**Written problem:**
Each entry below must be repeated exactly, with pictures left out.

**** Records provided ****

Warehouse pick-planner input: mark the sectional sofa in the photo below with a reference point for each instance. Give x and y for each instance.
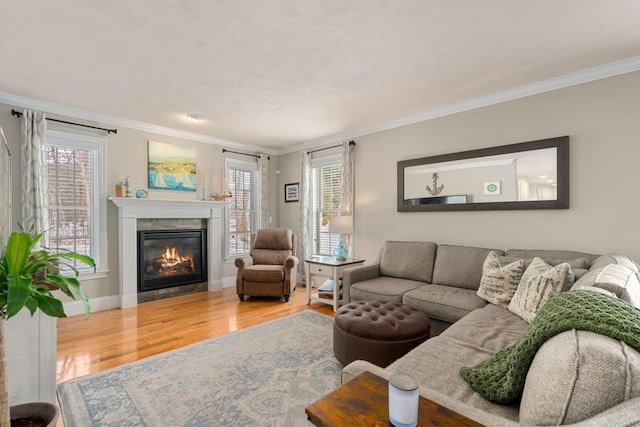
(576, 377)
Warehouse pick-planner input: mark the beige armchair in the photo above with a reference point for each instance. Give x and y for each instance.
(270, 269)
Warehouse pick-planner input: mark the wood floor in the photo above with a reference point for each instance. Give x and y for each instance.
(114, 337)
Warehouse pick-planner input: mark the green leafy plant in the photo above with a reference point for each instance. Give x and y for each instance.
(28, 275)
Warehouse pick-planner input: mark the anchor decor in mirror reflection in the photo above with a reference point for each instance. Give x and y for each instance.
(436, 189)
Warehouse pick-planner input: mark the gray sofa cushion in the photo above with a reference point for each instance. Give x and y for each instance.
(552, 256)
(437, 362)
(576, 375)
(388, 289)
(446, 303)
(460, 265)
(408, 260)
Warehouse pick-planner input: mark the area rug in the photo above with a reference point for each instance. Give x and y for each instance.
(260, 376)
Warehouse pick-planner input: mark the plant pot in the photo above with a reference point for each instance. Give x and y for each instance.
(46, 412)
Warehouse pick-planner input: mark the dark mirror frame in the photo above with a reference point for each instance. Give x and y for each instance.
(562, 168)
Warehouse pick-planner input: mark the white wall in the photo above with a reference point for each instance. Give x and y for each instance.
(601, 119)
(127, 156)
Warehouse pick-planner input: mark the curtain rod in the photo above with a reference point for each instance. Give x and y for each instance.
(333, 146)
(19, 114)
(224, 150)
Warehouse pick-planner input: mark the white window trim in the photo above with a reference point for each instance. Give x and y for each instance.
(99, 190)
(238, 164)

****

**Complete response:**
Warehouse pick-planner input: mark the sectional sofa in the photo below with a reference point for each instance. Give x and y for each instance.
(576, 377)
Warehouse pick-planner input: mark the beige armchair in the photo above with a reference point for each instance. Give x and y for each instance.
(270, 269)
Warehouse pick-planner input: mark the wood floor in the photo above with a reference point for each instance. Give x and y for each instance.
(114, 337)
Warehouse pick-planner input: mark the green leafy plant in the photo above with a reference point for each instance. Give x and y for each instance.
(28, 275)
Warehouse pick-planner input: mark the anchor decor in mirror reflection in the photo above with a reference point for each instance. Give x and y for each instance.
(436, 189)
Warehouse pick-planner input: mark the gray sofa cushion in the photo above with a reference point for each instance. Give x and y for each instance.
(552, 256)
(437, 362)
(576, 375)
(388, 289)
(446, 303)
(460, 265)
(408, 260)
Warehouse pick-planner input: mark the area rug in the photo above with a reference point for each instance. Give x and y for each instance.
(260, 376)
Warehouse pick-planner input: mark the plant pot in the photo above with a reference point for each instance. Give x and y for each instance.
(46, 412)
Warehouse pick-planner input: mark the dark mirror frame in the photo above with a reference point for each instance. Give x and y for each instance.
(562, 168)
Warehouse pick-planner input: mark the white wall in the photo above with a reference point for each instance. Give x and y for each instance.
(601, 119)
(127, 156)
Warehouse pick-planner input: mark the curtain rod in the photo above with a reference point for each instance. Give x and y for each instance.
(333, 146)
(19, 114)
(224, 150)
Warehouse pick-planner input: mark the white window trim in the photo above with a reference point for each instance. Give x and y for each instance.
(99, 190)
(238, 164)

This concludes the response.